── DOCUMENT PASSAGE ──

It struck me at exactly 7am yesterday, when the radio alarm clock jerked into life with the announcement that terrorists had launched a full-scale assault on Sri Lanka's only international airport. Since this is precisely where my family and I had planned to be next Sunday afternoon, I woke up rather more sharply than is usually the case. We had been looking forward to elephants and beaches – not mortar-bombs and curfews.

It was briefly possible that this unwelcome news was simply an anxiety dream, since I'm discovering that cowardice is a symptom of ageing, just as much as a thickening at the waist and the slow extension of my focal length to somewhere just beyond arm's reach. As a child I racked up over quarter of a million miles of air travel without a thought of body bags, but the older I get the more probabilities weigh on the mind.

Already I had logged onto AirSafe.com, a deliciously ghoulish compilation of accident statistics, to discover the current standing of the Airbus A340 on which we would be flying, only to encounter one of those vicious whirlpools of unreason which afflict the paranoid. Was its unblemished record comforting or simply evidence an incident was overdue?

The Foreign Office advice to travellers wasn't much more help – with its suggestion that visitors to the island should "remain alert" and avoid "large gatherings". Staying alert wasn't actually high on my wish-list of holiday activities, and besides, how exactly do you go about it in a culture you don't understand?

The nice lady from the travel agent was professionally reassuring about such matters. The Tamil Tigers don't attack tourists, she said confidently, because they have no interest in damaging the island's economy. I have to say I was a bit dubious about this notional strategic nicety even before yesterday's attack. The Tigers aren't famous for their hotel management branch, and might understandably feel that they don't get a big enough share of the tourist dollar to worry about frightening it off. In any case, it wasn't just politics we had to worry about, but biology too.

The slight but measurable prospect of medical catastrophe was also doing its bit to keep doubts at a simmer. As a result, the children's bloodstreams have already been reinforced with typhoid antibodies and anti-malarial drugs (and getting the latter into a four-year-old should count as a travel hazard in its own right).

The only thing steadying my nerves, in truth, was the fact that my wife is even more nervous than I am. This allowed me to feel that I possessed a certain sang-froid, a relativistic delusion that still holds good. Right now I'm weighing up the merits of a holiday accompanied by a thin filament of worry. She's already imagining Tiger High Command convening the suicide bombers in a northern coconut grove to show them grainy surveillance photographs of the Sutcliffe family. "We don't want any mistakes," barks the commander. "Commit these faces to memory."

The FO updated its travel advice yesterday morning – suggesting that travellers should "consider postponing their visit until the situation returns to normal". I'm not sure what normal is any more, though – a feeling of mild anxiety as compared to outright, sweaty-palmed dread? I have a feeling that the sensation I dismissed a day ago as cowardice is going to reappear quite soon under the more flattering description of caution – and that I will welcome it when it arrives.

───

WHAT TO WORK ON:
1. In the piece about the Sri Lanka trip, what type of aircraft was the family due to fly on?
2. From the piece about the Sri Lanka trip, write out the passage that starts with "The slight but" and ends with "its own right).".

── RECORDS SUPPLIED ──

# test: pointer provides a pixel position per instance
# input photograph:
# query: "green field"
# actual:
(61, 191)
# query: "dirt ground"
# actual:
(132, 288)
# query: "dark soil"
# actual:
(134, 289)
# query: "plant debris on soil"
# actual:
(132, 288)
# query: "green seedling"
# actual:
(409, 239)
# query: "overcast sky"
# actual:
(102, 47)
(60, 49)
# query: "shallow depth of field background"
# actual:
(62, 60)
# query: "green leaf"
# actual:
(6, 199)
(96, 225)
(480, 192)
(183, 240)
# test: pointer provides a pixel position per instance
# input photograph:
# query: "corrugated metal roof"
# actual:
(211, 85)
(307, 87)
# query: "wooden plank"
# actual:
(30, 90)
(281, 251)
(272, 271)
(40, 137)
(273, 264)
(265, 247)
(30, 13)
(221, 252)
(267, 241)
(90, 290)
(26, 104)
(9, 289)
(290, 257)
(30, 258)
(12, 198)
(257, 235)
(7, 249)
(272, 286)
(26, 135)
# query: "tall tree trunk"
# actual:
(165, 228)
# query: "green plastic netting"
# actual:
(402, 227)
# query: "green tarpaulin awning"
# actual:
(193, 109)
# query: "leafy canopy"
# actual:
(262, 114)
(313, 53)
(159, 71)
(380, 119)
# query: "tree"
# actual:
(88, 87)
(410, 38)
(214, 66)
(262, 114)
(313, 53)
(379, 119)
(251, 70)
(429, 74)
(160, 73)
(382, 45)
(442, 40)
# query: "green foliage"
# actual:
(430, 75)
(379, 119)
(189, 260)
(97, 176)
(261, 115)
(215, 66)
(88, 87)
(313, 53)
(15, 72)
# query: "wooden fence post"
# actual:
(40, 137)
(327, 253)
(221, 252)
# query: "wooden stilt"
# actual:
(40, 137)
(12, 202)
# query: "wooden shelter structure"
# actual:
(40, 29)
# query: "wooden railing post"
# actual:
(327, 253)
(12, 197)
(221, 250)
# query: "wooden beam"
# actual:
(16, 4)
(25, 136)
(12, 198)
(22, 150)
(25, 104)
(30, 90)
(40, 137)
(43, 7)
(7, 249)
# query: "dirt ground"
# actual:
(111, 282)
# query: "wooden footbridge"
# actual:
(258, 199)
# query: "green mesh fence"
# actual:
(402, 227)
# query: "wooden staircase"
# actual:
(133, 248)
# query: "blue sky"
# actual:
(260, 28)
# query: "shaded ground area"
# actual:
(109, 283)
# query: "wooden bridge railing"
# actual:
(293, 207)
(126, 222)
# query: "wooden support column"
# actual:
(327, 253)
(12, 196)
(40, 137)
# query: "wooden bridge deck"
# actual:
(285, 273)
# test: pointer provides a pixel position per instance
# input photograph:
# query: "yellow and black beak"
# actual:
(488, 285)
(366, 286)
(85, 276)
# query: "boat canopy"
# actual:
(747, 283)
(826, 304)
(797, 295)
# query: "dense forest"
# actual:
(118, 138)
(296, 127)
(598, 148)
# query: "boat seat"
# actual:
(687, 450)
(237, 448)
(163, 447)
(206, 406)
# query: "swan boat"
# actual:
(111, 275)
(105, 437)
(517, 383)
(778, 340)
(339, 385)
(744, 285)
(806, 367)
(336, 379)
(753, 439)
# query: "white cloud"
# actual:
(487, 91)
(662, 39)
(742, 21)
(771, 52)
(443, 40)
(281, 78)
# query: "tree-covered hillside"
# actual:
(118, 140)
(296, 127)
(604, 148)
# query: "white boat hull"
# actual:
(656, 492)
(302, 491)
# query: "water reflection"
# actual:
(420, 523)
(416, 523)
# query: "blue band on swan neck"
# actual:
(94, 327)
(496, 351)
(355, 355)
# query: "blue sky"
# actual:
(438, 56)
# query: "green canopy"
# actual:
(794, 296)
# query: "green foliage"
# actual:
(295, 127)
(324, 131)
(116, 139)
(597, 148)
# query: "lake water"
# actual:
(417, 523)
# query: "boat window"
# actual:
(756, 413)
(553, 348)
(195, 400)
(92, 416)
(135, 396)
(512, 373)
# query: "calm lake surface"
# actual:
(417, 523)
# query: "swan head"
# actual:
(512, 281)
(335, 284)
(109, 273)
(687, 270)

───

SOLUTIONS TO THE EXERCISE:
1. An Airbus A340.

2.
The slight but measurable prospect of medical catastrophe was also doing its bit to keep doubts at a simmer. As a result, the children's bloodstreams have already been reinforced with typhoid antibodies and anti-malarial drugs (and getting the latter into a four-year-old should count as a travel hazard in its own right).